KUTIPAN HALAMAN =
━━━━━━━━━━
Jakarta, pmiigusdur.com - Gagasan dan pemikiran Ketua Umum PBNU 1984-1999 KH Abdurrahman Wahid yang dituangkan dalam bentuk tulisan sejak tahun 1970-an tak habis digali. Pemikirannya masih tetap relevan hingga sekarang. Tak heran, beraragam buku dengan berbagai pendekatan telah terbit. Beragam diskusi danseminar tak habis-habis digulirkan.

Sebagai salah satu upaya untuk memperkenalkan dan melanjutkan gagasan kiai yang biasa disapa Gus Dur, salah seorang santrinya di Pondok Pesantren Ciganjur Jakarta, Syaiful Arif, merumuskan kegiatan bertajuk “Kursus Pemikiran Gus Dur”. Kursus tersebut menggali detail-detail gagasan Gus Dur.  

Dalam kursus tersebut, lebih menekankan gagasan Gus Dur saat muda. Syaiful Arif menyebutnya Gus Dur Muda, yaitu antara 1970 hingga 1999 (ketika Gus Dur jadi Presiden RI keempat). Dalam istilah lain disebut Gus Dur teoritis.  

Untuk mengetahui lebih jauh tentang kursus pemikiran Gus Dur Abdullah Alawi dari NU Online mewawancarai anaka muda kelahiran Kudus,Jawa tengah, 1981. Syaiful Arif termasuk anak muda NU yang cukup produktif dalam menulis buku. Berikut petikan wawancaranya. 

Asal mula muncul ide kursus pemikiran Gus Dur?

Gus Dur kan sudah wafat, kalau tidak diterusin pemikirannya kan sayang. Selama ini kan gerakan-gerakan Gus Durian itu hanya menenmpatkan Gus Dur sebagai pribadi, bukan sebagai pemikiran.

Kenapa bisa berkesimpulan seperti itu?
━━━━━━━━━━
CATATAN YANG TERSEDIA =

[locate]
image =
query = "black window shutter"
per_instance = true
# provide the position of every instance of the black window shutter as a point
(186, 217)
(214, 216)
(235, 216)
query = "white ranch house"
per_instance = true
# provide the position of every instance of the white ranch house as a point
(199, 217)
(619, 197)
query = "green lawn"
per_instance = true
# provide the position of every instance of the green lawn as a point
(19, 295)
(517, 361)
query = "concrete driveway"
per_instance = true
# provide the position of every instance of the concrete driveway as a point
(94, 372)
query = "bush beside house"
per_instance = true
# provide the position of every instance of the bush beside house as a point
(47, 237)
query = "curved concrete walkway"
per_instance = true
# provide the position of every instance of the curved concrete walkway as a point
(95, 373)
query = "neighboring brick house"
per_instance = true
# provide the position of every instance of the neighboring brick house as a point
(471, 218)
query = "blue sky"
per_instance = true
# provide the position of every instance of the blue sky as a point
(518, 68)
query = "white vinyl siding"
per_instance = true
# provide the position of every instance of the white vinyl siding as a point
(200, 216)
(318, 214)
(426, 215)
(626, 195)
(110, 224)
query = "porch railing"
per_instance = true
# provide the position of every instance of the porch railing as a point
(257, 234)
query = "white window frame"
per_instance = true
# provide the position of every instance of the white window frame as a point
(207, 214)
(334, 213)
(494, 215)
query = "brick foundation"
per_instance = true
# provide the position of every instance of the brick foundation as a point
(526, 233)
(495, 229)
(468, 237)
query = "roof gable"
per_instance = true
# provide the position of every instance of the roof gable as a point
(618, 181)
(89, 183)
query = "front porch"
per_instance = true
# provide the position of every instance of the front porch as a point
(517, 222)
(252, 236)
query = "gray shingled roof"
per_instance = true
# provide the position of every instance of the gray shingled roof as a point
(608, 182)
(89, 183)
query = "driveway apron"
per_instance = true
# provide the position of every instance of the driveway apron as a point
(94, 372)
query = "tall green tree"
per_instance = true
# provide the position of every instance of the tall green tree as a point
━━━━━━━━━━
TUGAS PENGERJAAN =
1 - Tentukan apakah setiap pernyataan berikut sesuai dengan kutipan halaman. Jawab ya atau tidak, lalu sertakan kata-kata penentu dari teks yang dikutip persis. (a) Kursus Pemikiran Gus Dur dirumuskan oleh Syaiful Arif. (b) Kursus tersebut terutama membahas gagasan Gus Dur setelah ia menjadi presiden. (c) KH Abdurrahman Wahid pernah menjabat Ketua Umum PBNU pada 1984–1999.
2 - Tuliskan ulang dengan tepat bagian kutipan halaman yang dimulai pada "Asal mula muncul" dan berakhir pada "bukan sebagai pemikiran.".
Catatan di atas diambil dari sumber yang berbeda.

DAFTAR JAWABAN =
1 -
(a) Ya: "salah seorang santrinya di Pondok Pesantren Ciganjur Jakarta, Syaiful Arif, merumuskan kegiatan bertajuk “Kursus Pemikiran Gus Dur”"
(b) Tidak: "lebih menekankan gagasan Gus Dur saat muda"
(c) Ya: "Ketua Umum PBNU 1984-1999 KH Abdurrahman Wahid"

2 -
Asal mula muncul ide kursus pemikiran Gus Dur?

Gus Dur kan sudah wafat, kalau tidak diterusin pemikirannya kan sayang. Selama ini kan gerakan-gerakan Gus Durian itu hanya menenmpatkan Gus Dur sebagai pribadi, bukan sebagai pemikiran.